PROVIDED DATA:
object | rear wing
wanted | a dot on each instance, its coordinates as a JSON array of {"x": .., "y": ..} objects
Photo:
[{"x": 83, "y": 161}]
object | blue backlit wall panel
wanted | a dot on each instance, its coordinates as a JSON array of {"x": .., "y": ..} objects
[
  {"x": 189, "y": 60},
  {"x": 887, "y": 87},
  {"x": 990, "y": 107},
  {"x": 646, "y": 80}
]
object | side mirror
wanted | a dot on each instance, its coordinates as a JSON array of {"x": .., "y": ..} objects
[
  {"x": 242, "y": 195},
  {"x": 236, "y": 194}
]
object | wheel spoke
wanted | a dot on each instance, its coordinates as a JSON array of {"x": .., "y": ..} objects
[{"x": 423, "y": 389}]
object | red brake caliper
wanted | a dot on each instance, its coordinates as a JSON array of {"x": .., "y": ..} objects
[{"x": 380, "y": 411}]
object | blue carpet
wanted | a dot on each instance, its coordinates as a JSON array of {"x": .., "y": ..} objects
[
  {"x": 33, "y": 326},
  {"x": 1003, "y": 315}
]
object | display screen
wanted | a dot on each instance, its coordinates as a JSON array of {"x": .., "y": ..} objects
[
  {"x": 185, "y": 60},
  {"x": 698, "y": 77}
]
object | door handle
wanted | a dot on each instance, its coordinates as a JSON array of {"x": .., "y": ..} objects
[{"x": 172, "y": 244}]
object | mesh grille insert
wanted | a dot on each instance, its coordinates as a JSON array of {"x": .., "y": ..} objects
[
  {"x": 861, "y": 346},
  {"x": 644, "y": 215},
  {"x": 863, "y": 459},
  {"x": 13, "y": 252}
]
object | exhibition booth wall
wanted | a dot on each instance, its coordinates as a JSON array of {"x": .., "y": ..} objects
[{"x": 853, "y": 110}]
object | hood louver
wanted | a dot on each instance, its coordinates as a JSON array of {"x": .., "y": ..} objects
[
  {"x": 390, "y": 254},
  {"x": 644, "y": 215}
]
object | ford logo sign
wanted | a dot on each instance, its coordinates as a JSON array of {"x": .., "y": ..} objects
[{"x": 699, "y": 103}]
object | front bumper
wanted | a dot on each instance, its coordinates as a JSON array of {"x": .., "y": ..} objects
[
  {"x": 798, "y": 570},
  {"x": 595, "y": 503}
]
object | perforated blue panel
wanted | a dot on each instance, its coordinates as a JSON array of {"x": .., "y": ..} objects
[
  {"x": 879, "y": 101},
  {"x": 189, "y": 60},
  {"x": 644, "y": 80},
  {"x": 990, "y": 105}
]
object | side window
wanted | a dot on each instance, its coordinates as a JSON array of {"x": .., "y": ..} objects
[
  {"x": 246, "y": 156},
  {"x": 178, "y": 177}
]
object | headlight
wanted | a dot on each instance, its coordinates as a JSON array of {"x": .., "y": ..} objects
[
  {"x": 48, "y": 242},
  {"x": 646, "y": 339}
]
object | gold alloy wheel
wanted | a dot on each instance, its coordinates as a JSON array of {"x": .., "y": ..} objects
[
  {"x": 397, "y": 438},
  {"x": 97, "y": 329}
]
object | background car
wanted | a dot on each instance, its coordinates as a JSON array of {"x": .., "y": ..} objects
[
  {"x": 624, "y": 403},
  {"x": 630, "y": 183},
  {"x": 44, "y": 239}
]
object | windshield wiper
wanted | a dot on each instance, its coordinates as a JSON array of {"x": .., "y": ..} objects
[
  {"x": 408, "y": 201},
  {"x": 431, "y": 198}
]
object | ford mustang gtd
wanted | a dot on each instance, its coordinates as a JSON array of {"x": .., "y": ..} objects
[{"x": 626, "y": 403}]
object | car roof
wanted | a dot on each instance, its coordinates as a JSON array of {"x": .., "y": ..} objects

INSTRUCTIONS TO FOLLOW:
Every word in the records must appear in your copy exactly as it does above.

COMPLETED EXERCISE:
object | rear wing
wanted | a dot on each instance, its coordinates as a JSON array of {"x": .., "y": ..} objects
Photo:
[{"x": 83, "y": 161}]
object | blue backlit wall panel
wanted | a dot on each instance, its coordinates as a JSON array of {"x": .., "y": ..} objects
[
  {"x": 189, "y": 60},
  {"x": 887, "y": 87},
  {"x": 990, "y": 107},
  {"x": 646, "y": 80}
]
object | side mirror
wanted | a dot on each instance, its coordinates as a JSON array of {"x": .., "y": ..} objects
[
  {"x": 242, "y": 195},
  {"x": 236, "y": 194}
]
object | wheel spoke
wanted | a dot on each instance, its coordinates as a JSON array of {"x": .., "y": ..} objects
[{"x": 423, "y": 389}]
object | red brake caliper
wanted | a dot on each instance, its coordinates as a JSON array of {"x": .., "y": ..} objects
[{"x": 380, "y": 411}]
object | blue carpet
wanted | a dot on each instance, its coordinates as a JSON array of {"x": .., "y": ..} objects
[
  {"x": 33, "y": 326},
  {"x": 1003, "y": 315}
]
object | display screen
wanted | a dot on each instance, its coordinates as a JSON array of {"x": .., "y": ..} objects
[
  {"x": 185, "y": 60},
  {"x": 698, "y": 77}
]
object | door handle
wanted | a dot on each instance, its coordinates as a JSON array of {"x": .., "y": ..} objects
[{"x": 172, "y": 244}]
object | mesh grille insert
wanted | a dot on each instance, its coordinates as a JSON array of {"x": .., "y": ..} objects
[
  {"x": 861, "y": 346},
  {"x": 644, "y": 215},
  {"x": 863, "y": 459},
  {"x": 13, "y": 252}
]
object | exhibition booth wall
wanted | a dot on each instance, its coordinates as a JSON array of {"x": .., "y": ..} objects
[{"x": 853, "y": 110}]
object | hood louver
wanted | a dot on each instance, its coordinates as a JSON array of {"x": .., "y": ..} objects
[
  {"x": 390, "y": 254},
  {"x": 644, "y": 215}
]
object | ford logo sign
wanted | a dot on each instance, its coordinates as a JSON array of {"x": .., "y": ..} objects
[{"x": 699, "y": 103}]
object | front bumper
wanted | a dot on each instance, its coordinates as a JSON array of {"x": .., "y": ..} objects
[
  {"x": 798, "y": 570},
  {"x": 595, "y": 503}
]
object | perforated blue panel
wanted | a dot on each instance, its coordinates as a JSON array of {"x": .., "y": ..} objects
[
  {"x": 879, "y": 101},
  {"x": 189, "y": 60},
  {"x": 644, "y": 80},
  {"x": 990, "y": 105}
]
object | side window
wanted | a dot on each instance, its coordinates as a JSON array of {"x": .., "y": ..} objects
[
  {"x": 246, "y": 156},
  {"x": 178, "y": 177}
]
object | headlight
wanted | a dot on each instance, its coordinates as a JSON array of {"x": .., "y": ..} objects
[
  {"x": 48, "y": 242},
  {"x": 646, "y": 339}
]
object | gold alloy wheel
wanted | a dot on each instance, its coordinates as a JSON array of {"x": .., "y": ..} objects
[
  {"x": 397, "y": 438},
  {"x": 97, "y": 329}
]
object | background car
wanted | a dot on each instance, its coordinates as a JSON array of {"x": .., "y": ..} objects
[
  {"x": 624, "y": 403},
  {"x": 630, "y": 183},
  {"x": 44, "y": 239}
]
object | windshield wiper
wanted | a dot on each instance, its coordinates as a JSON array of {"x": .., "y": ..} objects
[
  {"x": 408, "y": 201},
  {"x": 431, "y": 198}
]
object | ford mustang gtd
wanted | a dot on each instance, its coordinates as a JSON array of {"x": .., "y": ..} objects
[{"x": 626, "y": 403}]
object | car roof
wanted | a dot on each instance, its coordinates as a JSON array of {"x": .., "y": ..} objects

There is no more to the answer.